## GOAL OF THE EXERCISE
Set out all the entries below as a numbered list, one line per item, skipping any blank lines and leaving out the pictures.

## ITEMS
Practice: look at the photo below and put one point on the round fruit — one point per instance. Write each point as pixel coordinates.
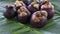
(39, 18)
(23, 14)
(27, 2)
(10, 11)
(49, 8)
(18, 4)
(33, 7)
(42, 2)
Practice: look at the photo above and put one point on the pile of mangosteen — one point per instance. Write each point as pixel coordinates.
(35, 12)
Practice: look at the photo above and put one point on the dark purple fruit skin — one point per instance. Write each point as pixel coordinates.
(9, 13)
(39, 24)
(27, 2)
(50, 12)
(41, 3)
(24, 19)
(32, 9)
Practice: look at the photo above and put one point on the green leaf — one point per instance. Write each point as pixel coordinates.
(15, 27)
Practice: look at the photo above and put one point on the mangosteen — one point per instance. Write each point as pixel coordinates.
(49, 8)
(27, 2)
(33, 7)
(10, 12)
(42, 2)
(18, 4)
(23, 14)
(39, 19)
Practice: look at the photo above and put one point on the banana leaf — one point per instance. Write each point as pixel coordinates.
(15, 27)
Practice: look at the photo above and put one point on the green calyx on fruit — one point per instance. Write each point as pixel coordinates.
(44, 0)
(22, 11)
(47, 5)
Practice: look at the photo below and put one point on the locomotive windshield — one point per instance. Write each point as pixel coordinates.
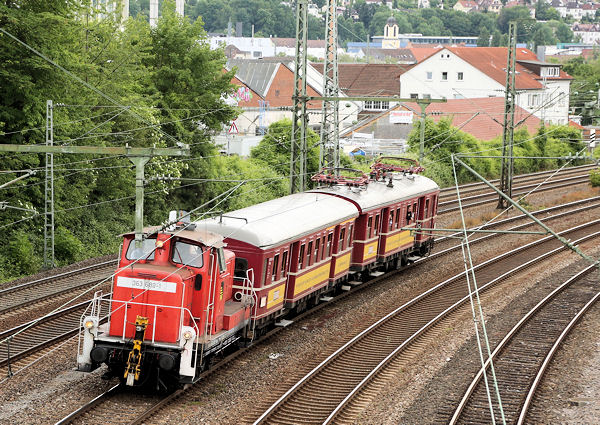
(146, 252)
(187, 254)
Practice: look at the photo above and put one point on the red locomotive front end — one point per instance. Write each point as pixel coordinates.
(172, 306)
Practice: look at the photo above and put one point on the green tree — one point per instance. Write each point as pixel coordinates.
(275, 147)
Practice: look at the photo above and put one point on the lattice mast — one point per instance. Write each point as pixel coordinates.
(299, 117)
(49, 190)
(509, 119)
(330, 141)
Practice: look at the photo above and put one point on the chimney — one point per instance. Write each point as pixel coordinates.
(541, 53)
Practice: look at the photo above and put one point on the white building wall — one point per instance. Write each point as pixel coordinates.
(588, 37)
(257, 47)
(427, 78)
(555, 97)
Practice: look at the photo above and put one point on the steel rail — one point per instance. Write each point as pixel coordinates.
(543, 188)
(550, 356)
(508, 338)
(384, 319)
(525, 177)
(89, 405)
(393, 354)
(53, 277)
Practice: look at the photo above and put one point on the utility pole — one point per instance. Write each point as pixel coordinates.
(299, 116)
(509, 120)
(330, 130)
(49, 190)
(139, 157)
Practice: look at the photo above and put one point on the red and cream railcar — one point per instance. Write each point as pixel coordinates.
(296, 247)
(384, 209)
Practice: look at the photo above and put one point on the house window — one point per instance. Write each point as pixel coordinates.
(376, 105)
(533, 100)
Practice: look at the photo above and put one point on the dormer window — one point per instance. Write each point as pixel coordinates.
(551, 71)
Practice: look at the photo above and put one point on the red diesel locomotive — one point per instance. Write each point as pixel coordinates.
(187, 292)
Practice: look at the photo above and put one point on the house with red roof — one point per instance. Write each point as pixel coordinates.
(480, 72)
(483, 118)
(264, 95)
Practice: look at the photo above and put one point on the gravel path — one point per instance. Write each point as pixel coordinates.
(253, 379)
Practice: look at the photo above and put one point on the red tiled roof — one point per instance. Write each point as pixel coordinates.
(421, 53)
(368, 79)
(487, 124)
(291, 42)
(492, 62)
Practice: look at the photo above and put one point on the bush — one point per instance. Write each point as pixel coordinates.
(595, 178)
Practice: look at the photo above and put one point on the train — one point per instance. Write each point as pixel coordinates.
(190, 290)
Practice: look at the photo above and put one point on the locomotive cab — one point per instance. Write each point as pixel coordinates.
(171, 308)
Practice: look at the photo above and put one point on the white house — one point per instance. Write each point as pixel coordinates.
(588, 33)
(254, 47)
(475, 72)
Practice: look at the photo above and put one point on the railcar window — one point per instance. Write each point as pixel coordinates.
(284, 265)
(241, 266)
(188, 254)
(265, 266)
(146, 252)
(221, 258)
(301, 258)
(275, 265)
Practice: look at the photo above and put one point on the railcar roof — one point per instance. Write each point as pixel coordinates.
(280, 220)
(378, 194)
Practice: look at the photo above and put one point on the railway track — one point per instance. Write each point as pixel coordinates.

## FINISHED TASK
1. Practice: look at the photo below and put one point on the round fruit — one point per instance. Write each point as pixel coordinates.
2. (39, 18)
3. (23, 14)
4. (27, 2)
5. (10, 11)
6. (49, 8)
7. (18, 4)
8. (33, 7)
9. (42, 2)
10. Practice: look at the photo above and put one point on the pile of mangosteen — one point per instance. Write each point as pixel coordinates.
11. (35, 12)
12. Practice: look at the photo above and put one point on the dark purple fruit skin — one point per instance. Write each point as pixel coordinates.
13. (9, 13)
14. (39, 24)
15. (27, 2)
16. (50, 12)
17. (41, 3)
18. (24, 19)
19. (32, 9)
20. Practice: look at the photo above and put one point on the green leaf — one point per instance. Write each point as pixel coordinates.
21. (15, 27)
22. Practice: look at the photo above and put one point on the mangosteen — one point per instance. Write each point as pixel coordinates.
23. (49, 8)
24. (27, 2)
25. (33, 7)
26. (10, 12)
27. (42, 2)
28. (18, 4)
29. (23, 14)
30. (39, 19)
31. Practice: look at the photo above and put one point on the banana leaf — one point per instance. Write each point as pixel coordinates.
32. (15, 27)
33. Practice: look at the photo above and put one point on the green calyx on fruit — one point per instance. Write each point as pixel coordinates.
34. (44, 0)
35. (22, 11)
36. (47, 5)
37. Practice: look at the photo below and put one point on the locomotive windshield — one point per instance. Write each point as pixel coordinates.
38. (146, 252)
39. (187, 254)
40. Practice: look at the photo above and put one point on the red locomotive front end — one point per instance. Write each point as pixel coordinates.
41. (172, 306)
42. Practice: look at the photo above and put one point on the green tree — one point per instance. Write each point as pixel coordinates.
43. (275, 147)
44. Practice: look at the photo above and put one point on the lattice mast — one point per instance. Write each point as pixel coordinates.
45. (299, 117)
46. (49, 190)
47. (509, 119)
48. (330, 141)
49. Practice: look at the photo above and put one point on the chimney — one point per instance. Write each point as pixel coordinates.
50. (541, 53)
51. Practice: look at the photo above and put one point on the white building wall — one point per instance. Write each point as pixel coordinates.
52. (588, 37)
53. (257, 47)
54. (427, 78)
55. (555, 97)
56. Practice: look at the photo above and put one point on the steel rail — one point per instance. Write each point as pixel coordinates.
57. (543, 188)
58. (550, 356)
59. (508, 338)
60. (384, 319)
61. (525, 177)
62. (89, 405)
63. (393, 354)
64. (53, 277)
65. Practice: look at the photo above and put one point on the utility pole — one point per instance. Write each point as pixel coordinates.
66. (299, 116)
67. (509, 120)
68. (330, 130)
69. (49, 190)
70. (139, 157)
71. Practice: look at the photo above and put one point on the red and cream railcar — one point per instance. Write each point as pixel coordinates.
72. (296, 247)
73. (384, 209)
74. Practice: look at the photo above and put one point on the house window — one point per instance. Write each point as pixel coordinates.
75. (376, 105)
76. (533, 100)
77. Practice: look at the photo above and put one point on the dormer window — one point per instance. Write each point as pixel coordinates.
78. (551, 71)
79. Practice: look at the photo above and put one point on the red diesel locomotive — one point per instance. Write each point as pixel coordinates.
80. (187, 292)
81. Practice: look at the photo above and put one point on the house with red roof — one point per instance. Write each point as pixel coordinates.
82. (480, 72)
83. (483, 118)
84. (264, 95)
85. Practice: look at the photo above and put one point on the gravel path — one point per instance. Write each point as pixel coordinates.
86. (253, 379)
87. Practice: look at the photo above and put one point on the red tiled roof — one point per instance. Write each point as pixel coordinates.
88. (421, 53)
89. (368, 79)
90. (487, 124)
91. (291, 42)
92. (492, 62)
93. Practice: look at the photo above and put one point on the bush — one point per instance. Write each point as pixel coordinates.
94. (595, 178)
95. Practice: look at the photo above and put one point on the train — one point per instance. Write each point as pixel coordinates.
96. (190, 290)
97. Practice: look at the photo above and put one point on the locomotive cab — one point per instance. Write each point as pixel coordinates.
98. (171, 308)
99. Practice: look at the photo above and put one point on the white house — one point per instance. Write each point as pixel coordinates.
100. (588, 33)
101. (254, 47)
102. (475, 72)
103. Practice: look at the photo above and put one point on the railcar window — one point per instance. Write each point as pixel coordinates.
104. (284, 265)
105. (241, 266)
106. (188, 254)
107. (265, 266)
108. (146, 252)
109. (221, 258)
110. (301, 258)
111. (275, 265)
112. Practice: look at the photo above and put one point on the railcar roof — one point per instance. Write each point as pixel coordinates.
113. (280, 220)
114. (378, 194)
115. Practice: look at the photo above and put one point on the railway track — one point per instance. Write each point as pixel coordinates.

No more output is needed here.